***** TEXTE SÉLECTIONNÉ

BLUT AUS NORD, ou plutôt son maître à penser Vindsval, ne fait que ce que bon lui semble et c’est pour cela que ce projet mérite qu’on le respecte. Et tant pis si les nettes variations au sein d’un vaste champ typé Black Metal peuvent dérouter, voire exaspérer les plus conservateurs ; il n’y a qu’à se rappeler certaines réactions affligeantes ayant accompagné la sublime trilogie « 777 » au début de la décennie 2010, ou plus récemment le plus mélodique « Hallucinogen ».
Sans abandonner la ligne (relativement) plus claire assumée sur « Hallucinogen », BLUT AUS NORD opte avec « Disharmonium – Undreamable Abysses » pour une approche plus impérieuse, globalement plus suffocante. Le différentiel entre les visuels de ces deux albums successifs me paraît en la matière significatif. Autant les champignons représentés par Dehn Sora correspondaient aux velléités mélodico-psychédéliques de « Hallucinogen », autant la monstruosité lovecraftienne, signé par Maciej Kamuda, annonce idéalement les cauchemars obsessionnels et tyranniques à l’œuvre sur « Disharmonium – Undreamable Abysses ».
Principalement dominées par le versant instrumental – les vocaux planant tels des spectres au fond du mixage -, les sept compositions de ce quatorzième album affichent des durées raisonnables (autour de six minutes, à l’exception de l’introductif « Chants Of The Deep Ones » qui culmine à 7’40). Format idéal, à la fois pour développer des ambiances rythmiquement et mélodiquement hypnotiques et pour ne pas se perdre dans des digressions complaisantes. Car tous les titres s’avèrent rythmiquement très tenus, puissants et impérieux, notamment grâce à la très grosse activité de la batterie.

**********

CONSIGNE DE L'EXERCICE ▸ Condensez sous forme de liste le paragraphe de la chronique qui commence par « Principalement dominées par le versant instrumental », en conservant ses faits essentiels.

***** DONNÉES FOURNIES

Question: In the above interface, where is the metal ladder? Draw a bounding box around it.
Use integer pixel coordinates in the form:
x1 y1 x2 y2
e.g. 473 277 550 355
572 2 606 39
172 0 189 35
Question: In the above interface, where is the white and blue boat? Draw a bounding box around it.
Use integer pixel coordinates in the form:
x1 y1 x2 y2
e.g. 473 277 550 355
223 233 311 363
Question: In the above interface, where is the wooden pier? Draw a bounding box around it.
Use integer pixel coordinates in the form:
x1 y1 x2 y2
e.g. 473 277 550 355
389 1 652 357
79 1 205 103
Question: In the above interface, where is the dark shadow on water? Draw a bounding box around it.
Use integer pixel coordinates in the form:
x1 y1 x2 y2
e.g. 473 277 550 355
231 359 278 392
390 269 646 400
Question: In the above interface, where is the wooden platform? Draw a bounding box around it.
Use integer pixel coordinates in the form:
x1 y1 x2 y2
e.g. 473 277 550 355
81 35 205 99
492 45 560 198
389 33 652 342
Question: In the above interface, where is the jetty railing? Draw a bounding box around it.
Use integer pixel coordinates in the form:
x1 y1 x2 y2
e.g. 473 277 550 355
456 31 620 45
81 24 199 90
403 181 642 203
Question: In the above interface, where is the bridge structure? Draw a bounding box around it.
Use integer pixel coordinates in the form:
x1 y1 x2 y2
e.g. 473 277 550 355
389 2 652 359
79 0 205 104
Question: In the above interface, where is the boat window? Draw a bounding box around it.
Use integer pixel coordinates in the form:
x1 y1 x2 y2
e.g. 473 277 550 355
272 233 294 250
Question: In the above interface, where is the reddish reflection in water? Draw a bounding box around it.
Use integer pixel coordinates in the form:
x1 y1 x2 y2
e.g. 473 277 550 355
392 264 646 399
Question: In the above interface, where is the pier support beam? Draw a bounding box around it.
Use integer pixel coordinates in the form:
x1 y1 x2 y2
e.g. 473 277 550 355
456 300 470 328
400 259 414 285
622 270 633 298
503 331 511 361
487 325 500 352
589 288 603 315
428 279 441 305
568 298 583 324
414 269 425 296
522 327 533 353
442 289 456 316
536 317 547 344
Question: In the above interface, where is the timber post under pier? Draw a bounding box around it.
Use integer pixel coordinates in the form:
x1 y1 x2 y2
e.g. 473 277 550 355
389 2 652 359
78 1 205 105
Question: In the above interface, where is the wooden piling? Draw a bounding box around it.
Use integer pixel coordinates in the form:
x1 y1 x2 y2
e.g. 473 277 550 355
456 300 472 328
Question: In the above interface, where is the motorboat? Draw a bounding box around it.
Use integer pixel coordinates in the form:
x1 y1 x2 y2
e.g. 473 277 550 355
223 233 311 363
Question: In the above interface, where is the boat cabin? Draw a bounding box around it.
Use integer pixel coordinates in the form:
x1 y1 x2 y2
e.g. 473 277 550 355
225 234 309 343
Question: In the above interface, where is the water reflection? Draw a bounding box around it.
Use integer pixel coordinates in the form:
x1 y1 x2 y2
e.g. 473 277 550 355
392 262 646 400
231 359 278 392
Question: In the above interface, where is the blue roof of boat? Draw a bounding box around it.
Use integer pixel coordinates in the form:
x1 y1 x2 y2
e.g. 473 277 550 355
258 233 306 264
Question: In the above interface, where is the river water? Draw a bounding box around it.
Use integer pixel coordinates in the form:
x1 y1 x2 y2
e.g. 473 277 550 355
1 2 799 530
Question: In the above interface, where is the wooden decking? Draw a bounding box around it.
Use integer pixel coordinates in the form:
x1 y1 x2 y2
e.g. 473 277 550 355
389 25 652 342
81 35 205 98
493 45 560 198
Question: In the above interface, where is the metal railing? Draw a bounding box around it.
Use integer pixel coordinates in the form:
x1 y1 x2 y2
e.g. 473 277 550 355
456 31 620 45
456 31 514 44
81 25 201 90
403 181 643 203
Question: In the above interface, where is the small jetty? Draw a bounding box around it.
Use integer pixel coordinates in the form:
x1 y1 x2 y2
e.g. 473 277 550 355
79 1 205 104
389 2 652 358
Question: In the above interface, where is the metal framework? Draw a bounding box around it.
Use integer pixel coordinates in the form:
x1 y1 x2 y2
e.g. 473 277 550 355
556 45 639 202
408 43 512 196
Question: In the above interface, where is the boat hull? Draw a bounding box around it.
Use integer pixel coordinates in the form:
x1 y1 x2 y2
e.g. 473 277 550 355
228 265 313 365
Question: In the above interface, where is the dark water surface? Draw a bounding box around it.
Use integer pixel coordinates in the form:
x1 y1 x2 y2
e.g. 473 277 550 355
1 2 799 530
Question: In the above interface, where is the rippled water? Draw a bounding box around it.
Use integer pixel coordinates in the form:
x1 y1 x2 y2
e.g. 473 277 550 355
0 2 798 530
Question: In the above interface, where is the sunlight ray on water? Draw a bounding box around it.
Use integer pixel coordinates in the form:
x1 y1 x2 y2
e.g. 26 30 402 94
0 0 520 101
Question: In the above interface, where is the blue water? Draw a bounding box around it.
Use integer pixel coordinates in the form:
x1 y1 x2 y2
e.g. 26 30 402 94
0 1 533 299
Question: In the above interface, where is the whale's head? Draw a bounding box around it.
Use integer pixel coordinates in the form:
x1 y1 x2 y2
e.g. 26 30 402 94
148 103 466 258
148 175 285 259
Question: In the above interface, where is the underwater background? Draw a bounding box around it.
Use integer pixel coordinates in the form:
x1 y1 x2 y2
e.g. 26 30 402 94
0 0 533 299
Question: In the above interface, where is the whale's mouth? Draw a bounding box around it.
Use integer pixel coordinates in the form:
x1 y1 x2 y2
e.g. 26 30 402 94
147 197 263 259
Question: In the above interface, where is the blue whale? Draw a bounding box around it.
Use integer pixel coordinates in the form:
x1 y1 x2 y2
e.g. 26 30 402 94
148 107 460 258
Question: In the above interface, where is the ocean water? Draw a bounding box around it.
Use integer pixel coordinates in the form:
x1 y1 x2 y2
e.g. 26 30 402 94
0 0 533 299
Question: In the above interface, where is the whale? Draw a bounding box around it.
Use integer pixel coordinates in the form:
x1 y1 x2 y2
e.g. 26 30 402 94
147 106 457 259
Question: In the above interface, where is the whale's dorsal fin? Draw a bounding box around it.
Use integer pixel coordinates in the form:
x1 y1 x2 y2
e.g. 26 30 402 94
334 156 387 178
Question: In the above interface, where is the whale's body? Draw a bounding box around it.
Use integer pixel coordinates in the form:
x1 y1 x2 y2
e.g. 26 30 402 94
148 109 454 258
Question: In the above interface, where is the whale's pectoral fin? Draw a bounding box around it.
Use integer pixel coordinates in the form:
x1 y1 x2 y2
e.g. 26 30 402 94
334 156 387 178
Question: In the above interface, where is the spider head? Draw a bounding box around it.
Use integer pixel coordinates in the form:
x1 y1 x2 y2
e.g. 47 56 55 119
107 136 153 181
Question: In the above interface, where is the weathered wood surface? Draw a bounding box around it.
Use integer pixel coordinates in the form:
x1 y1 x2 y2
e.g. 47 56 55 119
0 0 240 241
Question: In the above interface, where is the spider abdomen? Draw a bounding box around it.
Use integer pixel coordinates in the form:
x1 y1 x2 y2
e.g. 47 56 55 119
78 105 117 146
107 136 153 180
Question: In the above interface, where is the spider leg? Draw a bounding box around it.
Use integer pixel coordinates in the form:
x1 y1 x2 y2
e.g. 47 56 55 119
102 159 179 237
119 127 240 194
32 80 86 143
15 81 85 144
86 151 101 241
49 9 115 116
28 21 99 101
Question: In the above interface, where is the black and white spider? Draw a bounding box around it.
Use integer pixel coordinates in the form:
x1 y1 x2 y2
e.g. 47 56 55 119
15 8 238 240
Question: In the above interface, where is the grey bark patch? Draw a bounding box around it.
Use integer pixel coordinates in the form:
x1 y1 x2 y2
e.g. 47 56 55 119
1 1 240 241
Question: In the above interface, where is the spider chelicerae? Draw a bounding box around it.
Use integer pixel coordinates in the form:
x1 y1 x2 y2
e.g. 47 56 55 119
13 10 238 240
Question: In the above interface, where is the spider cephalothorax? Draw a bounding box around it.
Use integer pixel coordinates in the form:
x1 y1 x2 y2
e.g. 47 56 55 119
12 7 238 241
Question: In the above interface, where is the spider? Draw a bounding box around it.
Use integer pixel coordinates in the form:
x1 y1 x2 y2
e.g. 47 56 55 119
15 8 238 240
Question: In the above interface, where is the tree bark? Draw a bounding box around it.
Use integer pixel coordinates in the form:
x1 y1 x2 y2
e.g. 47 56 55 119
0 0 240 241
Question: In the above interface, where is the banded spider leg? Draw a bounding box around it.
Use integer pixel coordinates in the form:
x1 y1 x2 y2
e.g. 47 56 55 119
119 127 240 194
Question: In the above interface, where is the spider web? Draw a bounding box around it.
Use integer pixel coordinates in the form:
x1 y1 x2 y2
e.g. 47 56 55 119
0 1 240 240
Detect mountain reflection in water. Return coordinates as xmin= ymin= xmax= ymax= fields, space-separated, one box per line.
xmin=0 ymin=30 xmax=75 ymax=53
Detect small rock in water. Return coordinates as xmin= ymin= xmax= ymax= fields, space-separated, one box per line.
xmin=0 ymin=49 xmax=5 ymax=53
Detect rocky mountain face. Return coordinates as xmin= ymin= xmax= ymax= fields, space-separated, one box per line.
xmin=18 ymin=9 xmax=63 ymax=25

**********

CORRIGÉ DE L'EXERCICE ▸
- Les sept compositions de ce quatorzième album sont surtout instrumentales, avec des vocaux qui planent comme des spectres au fond du mixage.
- Elles durent environ six minutes, sauf le titre d'ouverture « Chants Of The Deep Ones », qui atteint 7'40.
- Ce format permet de développer des ambiances rythmiquement et mélodiquement hypnotiques sans se perdre dans des digressions complaisantes.
- Tous les titres sont rythmiquement très tenus, puissants et impérieux, notamment grâce à la très grosse activité de la batterie.